PROBLEMS TO SOLVE:
1. Duplicate the passage on the Capitol riot from "The protesters break" up to and including "hallway to safety.".
2. In the passage on the Capitol riot, which officer warns Senator Mitt Romney that the mob is approaching?
3. Carry the account of the Capitol riot forward from its final sentence.
------ TEXT TO READ ------
The goal of the prosecution has been clear - to link Mr Trump and his words to the deadly riot that followed.
They also want to ensure the jury of senators - and, importantly, Americans watching at home - see the brutal violence of the mob, the panic of police, and the fear of lawmakers.
Democrats opened the trial on Tuesday with a 13-minute montage of the day.
They changed their tactics slightly on Wednesday, and offered up a nearly minute-by-minute look at the violence, including Mr Trump's tweets.
Here are the key moments from the day
President Donald Trump tweets allegations of vote fraud ahead of his rally in Washington DC.
Members of the Proud Boy movement, a right-wing militia, are seen heading towards the Capitol. Speaking to Newsnight's US correspondent David Grossman, one member of the group says: "We're taking our country back."
One of the group has a radio. "It was clear he was communicating - getting messages, sending messages to somebody," our correspondent said.
President Trump begins his speech to supporters in Washington. Some 15 minutes into it, he starts urging them to converge on the Capitol.
"I know that everyone here will soon be marching over to the Capitol building to peacefully and patriotically make your voices heard," he said.
As the president speaks, a crowd outside the Capitol is swelling. They begin marching towards the police barrier and get past officers. The police, outnumbered, try to contain them.
Trump supporters wield flags and weapons. One man stands on a makeshift gallows, complete with a noose. The crowd chants: "Fight for Trump."
Minutes later, House of Representatives Speaker Nancy Pelosi commences the certification process.
Mr Trump ends his speech with the words: "We fight. We fight like hell and if you don't fight like hell, you're not going to have a country anymore. So let's walk down Pennsylvania Avenue."
Shortly afterwards a Capitol police officer calls for backup.
"They're throwing metal poles at us," he says. "Multiple law-enforcement injuries," he adds in a panicked voice.
Capitol police send an evacuation warning.
Protesters surge past Capitol police protecting the west steps, the side facing the White House.
Minutes later, an officer declares there is a riot at the Capitol. "We're going to give riot warnings," he says. "We're going to try to get compliance but this is now effectively a riot."
Meanwhile Vice President Mike Pence is continuing to preside over the session.
Secret Service quickly and suddenly evacuate Mr Pence from the Senate floor.
The protesters break through the windows. They push inside, hopping through the broken glass. They then kick open the doors to let others in. Some wear hoods and helmets, some hold cameras or Confederate flags.
An immediate recess of the Senate is called.
A minute later, Officer Eugene Goodman runs to respond to the initial breach. He warns Senator Mitt Romney that the mob is approaching. Mr Romney turns and runs through a capitol hallway to safety.
The mob, a floor below them, has already begun to search for the Senate chamber.
Officer Goodman makes his way down to the first floor where he encounters the mob.
He lures the armed rioters away from the upper chamber. Many of these individuals have been calling for Mr Pence to be hanged.
By that point, the rioters are "within 100ft" (30m) of Mr Pence and a foot away from one of the doors to the chamber. Many senators are still inside.
------ COLLECTED MATERIAL ------
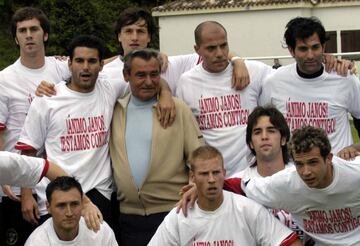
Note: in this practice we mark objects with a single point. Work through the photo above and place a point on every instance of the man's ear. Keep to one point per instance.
------
TASK RESULTS:
1.
The protesters break through the windows. They push inside, hopping through the broken glass. They then kick open the doors to let others in. Some wear hoods and helmets, some hold cameras or Confederate flags.
An immediate recess of the Senate is called.
A minute later, Officer Eugene Goodman runs to respond to the initial breach. He warns Senator Mitt Romney that the mob is approaching. Mr Romney turns and runs through a capitol hallway to safety.

2. Officer Eugene Goodman

3.
At the same time, Ms Pelosi is rushed from the house floor. She is evacuated entirely from the Capitol complex to a secure off-site location.
Her staff barricade themselves into a conference room, hiding under a table.
Staff members of the House leader speak softly, frantically, to each other. Just outside, rioters are spreading out across the building, searching for Ms Pelosi herself.
The rioters chant: "Where are you Nancy?" In an audio clip, we hear one staff member whisper: "They're pounding on doors trying to find her."
One man breaks open the outer door to the office where the staff are hiding, but not the inner door. Another tries as well, but eventually moves on.
President Trump tweets about Mr Pence.
At the same time, Mr Pence is evacuated to a secure location.
Rioters start to spread through the buildings. Others break in from outside through various doors around the building.
They open the east side door of the rotunda to let more people in, flooding through the doors and overwhelming the officers.
The House floor debate is suspended to update members. House members are told to reach for tear gas masks and be prepared to use them.
The House is called back into session in the hope of continuing the count.
But minutes later the House is abruptly recessed. Members are told to get down under their chairs if necessary.
"Folks have entered the rotunda and are coming this way," lawmakers are told.
Democratic Congressman Eric Swalwell sends a text to his wife: "I love you and the babies. Please hug them for me".
The mob outside the chamber grows larger and they get within feet of the house door.
President Trump called Senator Mike Lee, according to the Utah Republican who has provided the trial lawyers with a copy of a log from his mobile phone.
According to his office, he received a call from the White House switchboard number - and the call lasted four minutes. Mr Lee has said that apparently the call was meant for Alabama senator Tommy Tuberville, and that he handed his phone to his colleague.
Mr Tuberville told reporters that he informed Mr Trump that Mr Pence had been evacuated from the Senate floor. "I said: Mr President, they've taken the vice-president out. They want me to get off the phone, I gotta go."
House impeachment managers say it is further evidence that the president knew how much danger his vice-president was in.
Ashli Babbit is seen turning the corner towards the House lobby doors as members are leaving.
House Rules Committee Chairman James McGovern is spotted by the mob as he leaves the House floor.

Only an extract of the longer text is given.